[Extract to read]
▼

Product discovery is the process of reducing risk before committing to full development. Teams that skip it build confidently — and wrong.

Product Discovery: How to Build the Right Thing Before Building It Right
ArticlePriya Venkataraman·

Product discovery is the set of activities that determine what to build before committing engineering resources to build it. It is the antidote to the most expensive mistake in product development: building the wrong thing well. A team of ten engineers working for six months on a product that users do not want has wasted five person-years of highly skilled labour. Four weeks of structured discovery that reveals the mismatch before development begins is the highest-ROI investment in the product development lifecycle.

Discovery operates in three risk categories. Value risk: will users want this? Usability risk: will they be able to use it? Feasibility risk: can we build it? Business viability risk: should we build this? Each requires different discovery techniques.

For value risk, there is no substitute for talking to potential users early and often. Not showing them what you plan to build and asking "would you use this?" — the answer is almost always yes, because it is socially awkward to say no. Instead, understanding their current behaviour: what do they do today, what frustrates them, what solutions have they tried and abandoned. The target customer who has already tried multiple inadequate solutions to a problem is your best early adopter.

Prototyping is the primary technique for testing usability before building. A clickable Figma prototype that simulates the key user journeys can be tested with five to ten potential users in a few hours, revealing where the proposed design confuses or frustrates users before a line of code is written. The rule of thumb is that five users reveal eighty percent of usability issues.

Feasibility spikes — time-boxed technical investigations where engineers explore whether a specific technical approach is viable — answer feasibility risk without committing to full implementation. A two-day spike that reveals a critical third-party API has unacceptable latency prevents six weeks of architecture built on a false assumption.

▲

[Complete the following]
1. In the product discovery article, how many users does the rule of thumb say will reveal eighty percent of usability issues?
2. Retype everything in the product discovery article from "Feasibility spikes —" down to "a false assumption.", word for word.

[Data entries]
▼

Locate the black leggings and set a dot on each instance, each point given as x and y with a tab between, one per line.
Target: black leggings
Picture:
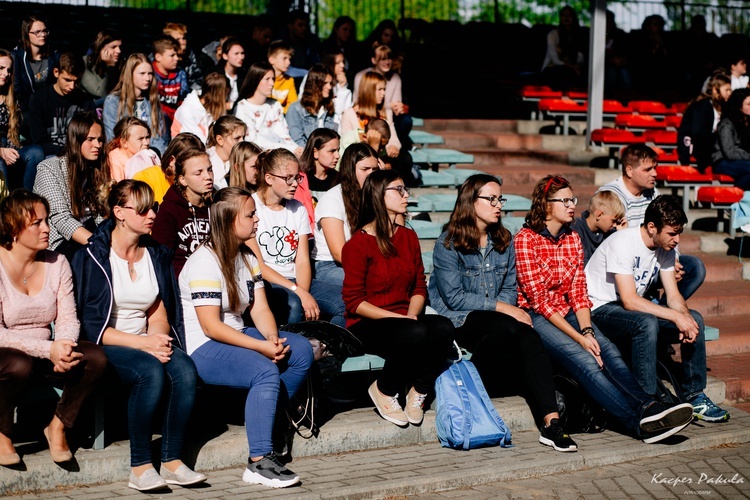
501	347
415	352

▲

[Solutions per task]
1. Five users.

2.
Feasibility spikes — time-boxed technical investigations where engineers explore whether a specific technical approach is viable — answer feasibility risk without committing to full implementation. A two-day spike that reveals a critical third-party API has unacceptable latency prevents six weeks of architecture built on a false assumption.